WHAT TO WORK ON: Reproduce these records, swapping "evaluation set" for "test set" wherever it occurs and leaving everything else unchanged.

[Entries from a dataset]

════════

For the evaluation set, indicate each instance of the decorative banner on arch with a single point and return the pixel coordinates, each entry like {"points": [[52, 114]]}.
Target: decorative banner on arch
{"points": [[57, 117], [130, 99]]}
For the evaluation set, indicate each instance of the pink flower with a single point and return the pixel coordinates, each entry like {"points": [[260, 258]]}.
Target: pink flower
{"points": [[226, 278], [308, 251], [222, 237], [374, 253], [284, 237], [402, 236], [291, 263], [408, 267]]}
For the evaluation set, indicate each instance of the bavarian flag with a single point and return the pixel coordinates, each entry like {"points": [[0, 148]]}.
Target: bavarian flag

════════

TASK SOLUTION:
For the test set, indicate each instance of the decorative banner on arch with a single point and return the pixel coordinates, each entry like {"points": [[52, 114]]}.
Target: decorative banner on arch
{"points": [[57, 117], [130, 99]]}
For the test set, indicate each instance of the pink flower with a single point and return the pixel coordinates, each entry like {"points": [[260, 258]]}.
Target: pink flower
{"points": [[226, 278], [308, 251], [222, 237], [374, 253], [284, 237], [402, 236], [291, 263], [408, 267]]}
For the test set, indicate each instance of the bavarian flag with a single point and return the pixel coordinates, each entry like {"points": [[0, 148]]}.
Target: bavarian flag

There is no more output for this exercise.